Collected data
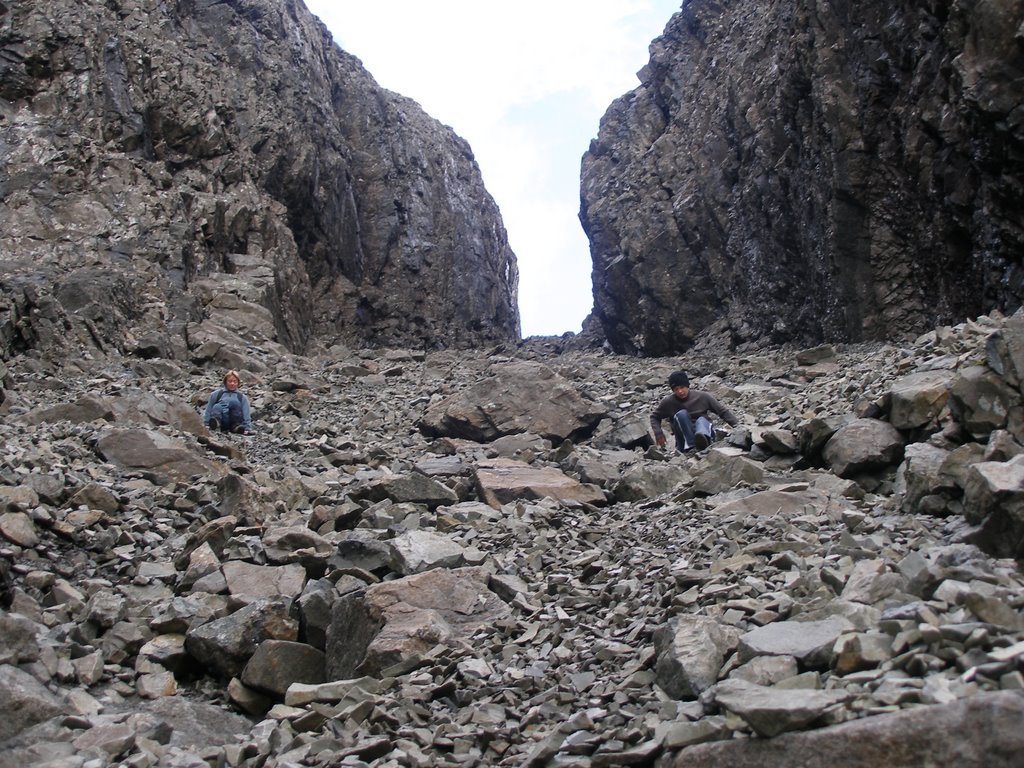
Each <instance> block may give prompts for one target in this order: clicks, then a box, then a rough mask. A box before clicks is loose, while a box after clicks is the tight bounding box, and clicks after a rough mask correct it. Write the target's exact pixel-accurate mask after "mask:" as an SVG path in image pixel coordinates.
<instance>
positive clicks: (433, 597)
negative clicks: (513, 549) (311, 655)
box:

== WORK TO COMPLETE ==
Can you write out the records again with each "clicks" swapped for "points", changing nothing else and leaving the pictures out?

== SOLUTION TO THIS TASK ==
Each <instance> block may give prompts for one target in this order: points, then a box, then a rough mask. A box before points is loose, while a box after points is the tight bounding box, and points after a rough mask correct it. Write the target's exact pixel-accurate mask after "mask:" as an SVG path in image pixel coordinates.
<instance>
positive points: (433, 597)
negative points: (513, 549) (311, 655)
box:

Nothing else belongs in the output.